| Text to read |

Investment Banking and Delisting

It is common knowledge that investment bankers help a company when they want to list their shares on the stock exchange. This process is called listing, and there are hundreds of companies that undertake this process every year. However, the opposite of this process also happens. This means that companies that are already publicly listed also tend to go private. This process is called delisting and happens much less frequently. However, just like delisting, this process also requires the services of an investment banker.

In this article, we will have a closer look at what delisting is and how investment bankers help in the process.

What is Delisting?

Delisting means that the shares of the company will no longer be traded on the stock exchange. This could happen either voluntarily or involuntarily. Stock exchanges have certain criteria that need to be met in order for the companies to remain listed. For instance, they have to pay an annual listing fee, must maintain a certain amount of turnover, and must comply with the rules and regulations of the exchange. If they fail to do so, they can be delisted forcefully by the exchange. Such a delisting is called involuntary delisting.

Compared to this, many companies decide to get delisted by their own wish. This is because delisting allows them to keep their records private and provides some other benefits as well. This is called voluntary delisting. In the balance of this article, we will provide details about the voluntary delisting process as well as the role of investment bankers in the process.

Delisting Procedure

Companies that want to delist their shares have to enlist the services of an investment bank. This is because, just like listing, delisting is a complicated legal procedure. There are many regulations that need to be complied with. As such, there is a need for the services of an investment banker who is well versed with the processes that have been put into place.

Reverse Book Building

The delisting process happens via a procedure called reverse book building. In the previous article, we have already studied how investment bankers use the book-building process in order to list the shares. However, in this article, we will learn about how the process works in reverse.

During the reverse book-building process, the positions of buyer and seller are interchanged. This means that the company is the buyer for their own shares instead of being the seller. On the other hand, the investors who earlier bought the shares will now be the sellers. The reverse book building process is done to allow for efficient price discovery during the delisting process.

  • Threshold for Delisting: Every exchange defines a threshold for the number of shares which the company needs to own in order to be able to delist their shares. For instance, if the minimum amount of shares to be delisted is 90%, then the company will have to buy 90% shares. If the promoter of the company already controls 50% of the shares, then they will have to acquire the balance 40% from the market. If the company owns 89% of the shares, it still cannot delist.

| The task |
In the text on delisting, what is the name of the procedure that carries out the delisting process? This material comes from a different source than the text.

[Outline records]
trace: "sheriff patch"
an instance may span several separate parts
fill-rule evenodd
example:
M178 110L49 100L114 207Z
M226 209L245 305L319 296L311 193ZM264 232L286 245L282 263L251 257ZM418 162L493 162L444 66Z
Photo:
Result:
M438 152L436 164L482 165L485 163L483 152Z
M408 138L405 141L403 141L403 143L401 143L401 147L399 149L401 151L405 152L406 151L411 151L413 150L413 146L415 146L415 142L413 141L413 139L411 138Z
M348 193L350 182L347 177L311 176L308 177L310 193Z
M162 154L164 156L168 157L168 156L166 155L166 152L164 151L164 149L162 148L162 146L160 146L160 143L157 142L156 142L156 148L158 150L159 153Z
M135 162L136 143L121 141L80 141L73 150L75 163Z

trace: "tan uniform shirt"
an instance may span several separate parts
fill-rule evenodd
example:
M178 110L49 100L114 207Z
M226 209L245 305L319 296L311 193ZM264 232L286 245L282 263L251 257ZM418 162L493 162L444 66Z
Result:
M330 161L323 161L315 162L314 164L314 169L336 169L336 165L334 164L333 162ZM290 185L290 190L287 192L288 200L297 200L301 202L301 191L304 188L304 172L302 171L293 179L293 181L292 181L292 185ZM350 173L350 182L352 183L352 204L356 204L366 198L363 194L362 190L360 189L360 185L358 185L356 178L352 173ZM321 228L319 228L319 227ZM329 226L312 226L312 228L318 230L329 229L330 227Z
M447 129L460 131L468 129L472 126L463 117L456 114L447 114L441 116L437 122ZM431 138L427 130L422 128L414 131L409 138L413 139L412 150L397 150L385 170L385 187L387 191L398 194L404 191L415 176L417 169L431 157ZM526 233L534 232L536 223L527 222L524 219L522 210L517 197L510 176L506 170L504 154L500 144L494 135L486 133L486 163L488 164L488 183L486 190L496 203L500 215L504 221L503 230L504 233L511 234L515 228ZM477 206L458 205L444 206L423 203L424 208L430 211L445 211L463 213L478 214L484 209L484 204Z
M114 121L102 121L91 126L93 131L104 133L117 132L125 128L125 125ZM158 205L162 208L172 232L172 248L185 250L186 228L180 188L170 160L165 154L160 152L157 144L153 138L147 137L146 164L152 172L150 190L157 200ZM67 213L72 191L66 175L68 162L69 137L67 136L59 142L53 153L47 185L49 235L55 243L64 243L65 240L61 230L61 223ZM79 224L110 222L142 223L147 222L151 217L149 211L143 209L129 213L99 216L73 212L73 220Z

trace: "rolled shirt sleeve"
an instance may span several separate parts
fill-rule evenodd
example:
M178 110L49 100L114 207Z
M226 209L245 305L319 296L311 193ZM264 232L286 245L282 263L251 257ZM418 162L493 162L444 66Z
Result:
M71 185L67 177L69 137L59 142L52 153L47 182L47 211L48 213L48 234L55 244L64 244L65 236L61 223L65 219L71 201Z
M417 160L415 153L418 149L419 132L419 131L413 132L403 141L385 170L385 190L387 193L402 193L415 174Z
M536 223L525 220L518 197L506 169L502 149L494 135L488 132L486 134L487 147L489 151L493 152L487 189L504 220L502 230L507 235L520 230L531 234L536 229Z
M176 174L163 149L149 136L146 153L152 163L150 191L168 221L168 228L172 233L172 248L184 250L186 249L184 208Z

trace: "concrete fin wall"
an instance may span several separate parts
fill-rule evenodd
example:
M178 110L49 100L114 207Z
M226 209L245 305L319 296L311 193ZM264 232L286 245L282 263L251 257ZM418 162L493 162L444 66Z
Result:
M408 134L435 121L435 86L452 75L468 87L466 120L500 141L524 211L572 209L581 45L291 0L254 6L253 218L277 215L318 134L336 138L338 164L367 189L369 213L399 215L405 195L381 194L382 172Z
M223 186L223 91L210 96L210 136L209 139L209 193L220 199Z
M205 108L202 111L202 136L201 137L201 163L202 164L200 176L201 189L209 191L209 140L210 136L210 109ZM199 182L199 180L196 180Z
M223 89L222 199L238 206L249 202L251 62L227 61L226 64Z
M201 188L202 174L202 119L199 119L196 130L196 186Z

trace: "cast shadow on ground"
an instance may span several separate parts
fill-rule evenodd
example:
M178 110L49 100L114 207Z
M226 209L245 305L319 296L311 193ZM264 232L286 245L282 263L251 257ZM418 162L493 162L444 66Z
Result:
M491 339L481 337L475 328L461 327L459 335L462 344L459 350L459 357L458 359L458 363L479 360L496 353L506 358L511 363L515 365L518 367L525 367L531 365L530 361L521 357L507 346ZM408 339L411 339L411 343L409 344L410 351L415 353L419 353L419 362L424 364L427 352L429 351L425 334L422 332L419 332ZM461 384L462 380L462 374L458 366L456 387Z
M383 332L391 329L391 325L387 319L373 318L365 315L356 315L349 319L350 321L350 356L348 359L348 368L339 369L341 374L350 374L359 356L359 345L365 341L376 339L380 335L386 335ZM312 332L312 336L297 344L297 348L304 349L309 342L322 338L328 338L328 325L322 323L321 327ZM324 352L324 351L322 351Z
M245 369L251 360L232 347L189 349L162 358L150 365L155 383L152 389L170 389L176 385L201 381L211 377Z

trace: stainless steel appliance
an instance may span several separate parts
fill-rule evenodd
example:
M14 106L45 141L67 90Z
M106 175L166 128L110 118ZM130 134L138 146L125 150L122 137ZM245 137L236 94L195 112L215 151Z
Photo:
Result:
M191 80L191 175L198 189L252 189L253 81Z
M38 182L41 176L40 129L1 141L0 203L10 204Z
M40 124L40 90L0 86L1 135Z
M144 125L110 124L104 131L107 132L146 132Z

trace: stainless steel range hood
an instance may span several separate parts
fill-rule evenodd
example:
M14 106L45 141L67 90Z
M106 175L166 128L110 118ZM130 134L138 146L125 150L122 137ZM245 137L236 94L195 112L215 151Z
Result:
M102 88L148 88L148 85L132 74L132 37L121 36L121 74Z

==

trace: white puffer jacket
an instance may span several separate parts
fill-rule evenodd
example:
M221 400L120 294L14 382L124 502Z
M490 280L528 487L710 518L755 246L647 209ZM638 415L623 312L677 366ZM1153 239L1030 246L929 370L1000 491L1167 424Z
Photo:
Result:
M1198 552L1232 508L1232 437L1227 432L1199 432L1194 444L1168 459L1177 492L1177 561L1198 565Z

| Full answer |
Reverse book building.